▶ **Object position labeling entries**:
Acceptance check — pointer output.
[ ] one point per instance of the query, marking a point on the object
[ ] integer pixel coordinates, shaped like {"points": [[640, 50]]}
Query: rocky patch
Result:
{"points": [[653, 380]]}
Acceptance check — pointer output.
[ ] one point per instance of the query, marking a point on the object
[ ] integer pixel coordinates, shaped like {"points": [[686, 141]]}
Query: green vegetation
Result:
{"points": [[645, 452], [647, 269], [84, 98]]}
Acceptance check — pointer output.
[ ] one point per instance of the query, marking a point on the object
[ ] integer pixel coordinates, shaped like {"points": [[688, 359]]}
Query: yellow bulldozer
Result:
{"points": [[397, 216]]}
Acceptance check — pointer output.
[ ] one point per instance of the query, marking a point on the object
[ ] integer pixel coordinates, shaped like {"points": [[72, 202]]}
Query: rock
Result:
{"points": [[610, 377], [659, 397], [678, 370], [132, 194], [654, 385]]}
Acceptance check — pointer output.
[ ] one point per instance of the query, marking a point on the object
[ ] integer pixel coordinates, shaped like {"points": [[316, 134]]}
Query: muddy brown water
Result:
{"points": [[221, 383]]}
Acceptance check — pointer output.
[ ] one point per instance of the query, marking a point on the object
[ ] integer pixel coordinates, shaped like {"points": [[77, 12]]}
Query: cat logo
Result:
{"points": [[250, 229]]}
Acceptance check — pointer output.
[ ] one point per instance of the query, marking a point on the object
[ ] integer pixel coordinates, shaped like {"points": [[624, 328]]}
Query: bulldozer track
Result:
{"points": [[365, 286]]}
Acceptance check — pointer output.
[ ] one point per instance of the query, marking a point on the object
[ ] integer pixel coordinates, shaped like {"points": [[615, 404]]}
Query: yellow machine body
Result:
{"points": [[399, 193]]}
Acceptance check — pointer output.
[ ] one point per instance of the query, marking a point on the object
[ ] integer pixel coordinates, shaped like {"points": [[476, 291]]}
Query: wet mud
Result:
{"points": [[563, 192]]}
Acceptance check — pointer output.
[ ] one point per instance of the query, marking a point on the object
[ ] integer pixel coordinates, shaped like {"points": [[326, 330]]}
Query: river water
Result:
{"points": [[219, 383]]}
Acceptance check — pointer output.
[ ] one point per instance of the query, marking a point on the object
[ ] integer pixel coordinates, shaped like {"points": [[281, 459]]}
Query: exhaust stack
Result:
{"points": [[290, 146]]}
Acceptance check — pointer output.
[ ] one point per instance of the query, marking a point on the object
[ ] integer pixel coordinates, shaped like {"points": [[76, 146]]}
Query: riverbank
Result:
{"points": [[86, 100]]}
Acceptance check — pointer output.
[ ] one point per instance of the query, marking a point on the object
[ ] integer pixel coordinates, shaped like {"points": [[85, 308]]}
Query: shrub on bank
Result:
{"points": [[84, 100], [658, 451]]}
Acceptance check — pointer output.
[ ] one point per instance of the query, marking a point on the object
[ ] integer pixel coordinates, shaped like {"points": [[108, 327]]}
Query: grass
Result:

▶ **Task statement**:
Provide an exact reproduction of all the entries shown above.

▶ **Task solution**:
Acceptance check — pointer output.
[ ] one point per instance of the query, marking a point on the object
[ ] integer pixel coordinates, shaped like {"points": [[640, 50]]}
Query: rocky patch
Result:
{"points": [[653, 380]]}
Acceptance check — pointer output.
[ ] one point per instance of the query, marking a point on the object
[ ] integer pixel coordinates, shaped like {"points": [[686, 141]]}
Query: green vegetation
Result:
{"points": [[645, 452], [647, 269], [84, 98]]}
Acceptance check — pointer output.
[ ] one point per instance of the query, marking a point on the object
[ ] integer pixel coordinates, shaped like {"points": [[688, 359]]}
Query: yellow bulldozer
Result:
{"points": [[397, 216]]}
Acceptance check — pointer output.
[ ] one point per instance of the query, marking a point on the object
[ ] integer pixel coordinates, shaped like {"points": [[72, 202]]}
Query: rock
Result:
{"points": [[610, 377], [659, 397], [678, 370], [132, 194], [654, 385]]}
Acceptance check — pointer output.
[ ] one point per instance of the query, marking a point on the object
[ ] integer pixel coordinates, shaped like {"points": [[316, 134]]}
Query: muddy brown water
Result:
{"points": [[221, 383]]}
Acceptance check — pointer output.
[ ] one point per instance of the query, marking a point on the object
[ ] integer pixel coordinates, shaped like {"points": [[77, 12]]}
Query: cat logo
Result:
{"points": [[250, 229]]}
Acceptance check — pointer output.
[ ] one point per instance of the query, marking a point on the object
[ ] integer pixel coordinates, shaped like {"points": [[624, 328]]}
Query: bulldozer track
Result:
{"points": [[365, 286]]}
Acceptance check — pointer output.
[ ] one point per instance of the query, marking a point on the object
[ ] integer pixel coordinates, shaped like {"points": [[615, 404]]}
Query: yellow machine body
Result:
{"points": [[399, 193]]}
Acceptance check — pointer output.
[ ] one point per instance of the query, marking a point on the object
[ ] integer pixel coordinates, shaped like {"points": [[476, 291]]}
Query: wet mud
Result:
{"points": [[563, 192]]}
Acceptance check — pointer output.
[ ] one point per instance of the query, marking a point on the object
[ ] integer pixel coordinates, shaped like {"points": [[326, 330]]}
Query: river water
Result:
{"points": [[219, 383]]}
Acceptance check — pointer output.
[ ] one point per instance of the query, marking a point on the object
[ ] integer pixel coordinates, shaped like {"points": [[281, 459]]}
Query: exhaust stack
Result:
{"points": [[290, 146]]}
Acceptance check — pointer output.
[ ] one point per instance of the query, marking a point on the object
[ ] integer pixel coordinates, shaped like {"points": [[76, 146]]}
Query: riverbank
Result:
{"points": [[86, 100]]}
Acceptance check — pointer output.
[ ] one point per instance of the query, marking a point on the object
[ ] integer pixel coordinates, shaped like {"points": [[85, 308]]}
Query: shrub on bank
Result:
{"points": [[84, 100], [658, 451]]}
Acceptance check — pointer output.
[ ] one point per instance of the query, marking a point on the object
[ ] integer pixel coordinates, shaped like {"points": [[108, 327]]}
Query: grass
Result:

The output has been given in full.